======== Article ========
[Libvir] Autostarting guests and networks

Hey, We need some way to have libvirtd automatically start guests and networks. We had said we should have autostart directories containing config files of guests/networks which should be autostarted. One problem I see with that is that we'd need a new API to define autostart configs. So, I suggest we add an "autostart" flag to the toplevel element of the configs. We could discuss this one at length and I, for one, don't like using the XML format as an API like this, but ... comments? Cheers, Mark.

On Fri, Feb 16, 2007 at 02:51:07PM +0000, Mark McLoughlin wrote:
Hey, We need some way to have libvirtd automatically start guests and networks.
We had said we should have autostart directories containing config files of guests/networks which should be autostarted. One problem I see with that is that we'd need a new API to define autostart configs.
So, I suggest we add an "autostart" flag to the toplevel element of the configs.
We could discuss this one at length and I, for one, don't like using the XML format as an API like this, but ... comments?
======== Data rows ========
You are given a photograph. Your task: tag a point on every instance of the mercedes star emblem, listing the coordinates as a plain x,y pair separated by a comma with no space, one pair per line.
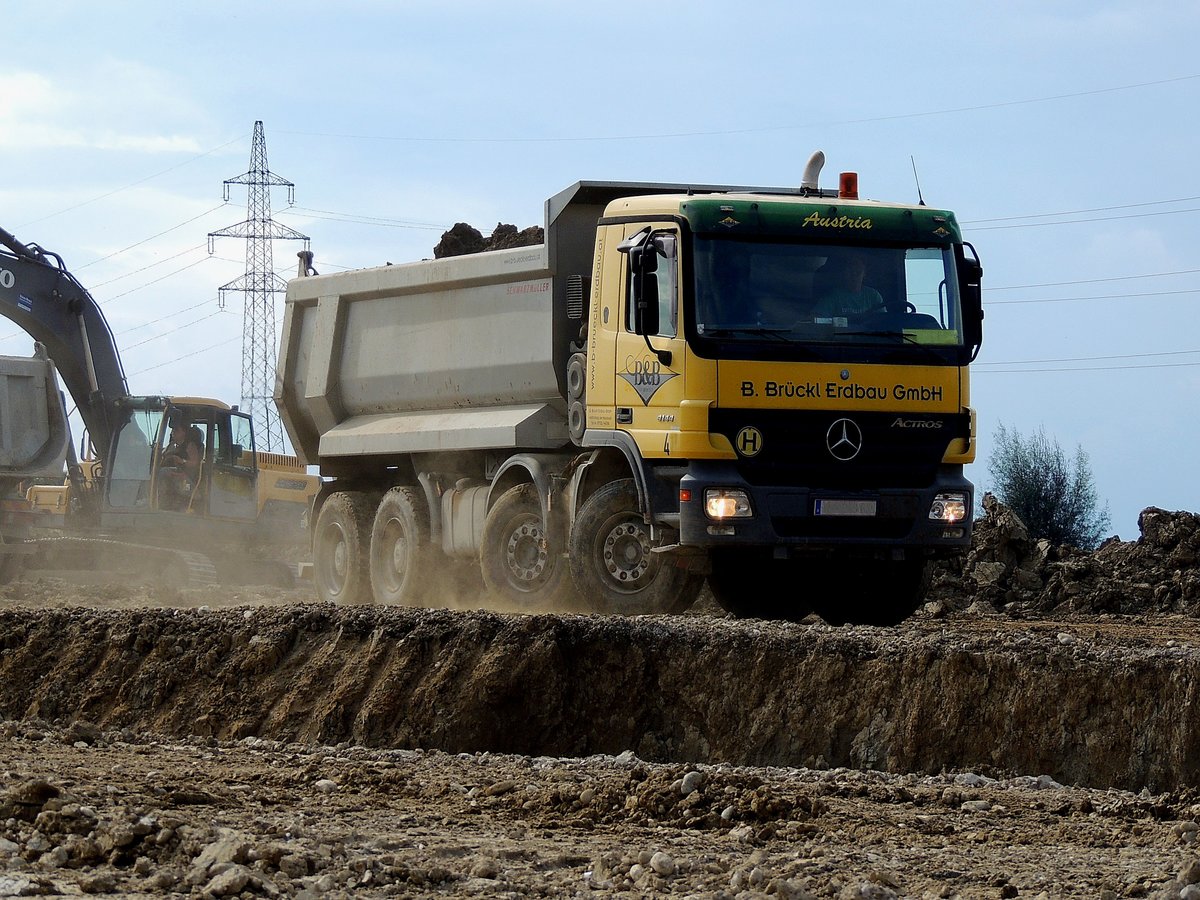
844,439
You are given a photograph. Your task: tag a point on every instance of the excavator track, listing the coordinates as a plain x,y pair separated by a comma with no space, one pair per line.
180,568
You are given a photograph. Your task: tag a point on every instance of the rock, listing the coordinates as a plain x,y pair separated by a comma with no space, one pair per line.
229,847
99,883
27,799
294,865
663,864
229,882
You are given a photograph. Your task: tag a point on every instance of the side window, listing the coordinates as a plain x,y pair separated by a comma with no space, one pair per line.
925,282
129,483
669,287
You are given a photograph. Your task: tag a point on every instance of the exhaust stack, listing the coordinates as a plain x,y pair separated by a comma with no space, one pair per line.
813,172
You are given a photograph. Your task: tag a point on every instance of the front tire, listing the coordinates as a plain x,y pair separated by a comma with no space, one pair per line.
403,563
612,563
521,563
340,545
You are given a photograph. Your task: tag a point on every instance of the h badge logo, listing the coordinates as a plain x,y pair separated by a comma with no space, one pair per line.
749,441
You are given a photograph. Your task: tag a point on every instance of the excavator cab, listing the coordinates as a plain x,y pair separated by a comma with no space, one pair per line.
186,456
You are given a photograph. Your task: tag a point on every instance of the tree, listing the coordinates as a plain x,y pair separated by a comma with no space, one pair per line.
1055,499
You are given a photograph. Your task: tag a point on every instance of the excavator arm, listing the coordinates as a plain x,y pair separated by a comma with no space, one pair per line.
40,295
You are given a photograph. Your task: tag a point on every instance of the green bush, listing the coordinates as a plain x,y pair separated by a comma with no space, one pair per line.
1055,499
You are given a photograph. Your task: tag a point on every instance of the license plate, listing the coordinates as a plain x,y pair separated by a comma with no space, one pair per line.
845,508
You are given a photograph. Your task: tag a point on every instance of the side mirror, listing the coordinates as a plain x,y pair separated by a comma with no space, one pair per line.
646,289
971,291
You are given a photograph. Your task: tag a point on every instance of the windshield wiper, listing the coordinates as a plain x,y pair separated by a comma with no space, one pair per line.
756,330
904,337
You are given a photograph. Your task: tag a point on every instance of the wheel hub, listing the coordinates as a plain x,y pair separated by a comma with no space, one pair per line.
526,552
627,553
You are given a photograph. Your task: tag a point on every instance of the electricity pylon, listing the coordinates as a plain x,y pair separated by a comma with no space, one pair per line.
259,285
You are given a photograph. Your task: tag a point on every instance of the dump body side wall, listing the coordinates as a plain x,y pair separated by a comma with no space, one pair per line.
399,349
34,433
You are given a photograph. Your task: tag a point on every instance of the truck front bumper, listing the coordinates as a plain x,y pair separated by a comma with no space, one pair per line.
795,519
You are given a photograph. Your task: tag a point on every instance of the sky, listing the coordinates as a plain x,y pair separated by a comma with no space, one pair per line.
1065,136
========
• **Do this**: Rewrite the stretch of the post on autostarting guests and networks from "[Libvir] Autostarting guests" through "comments? Cheers, Mark.", replacing "API" with "interface".

• **Complete output**:
[Libvir] Autostarting guests and networks

Hey, We need some way to have libvirtd automatically start guests and networks. We had said we should have autostart directories containing config files of guests/networks which should be autostarted. One problem I see with that is that we'd need a new interface to define autostart configs. So, I suggest we add an "autostart" flag to the toplevel element of the configs. We could discuss this one at length and I, for one, don't like using the XML format as an interface like this, but ... comments? Cheers, Mark.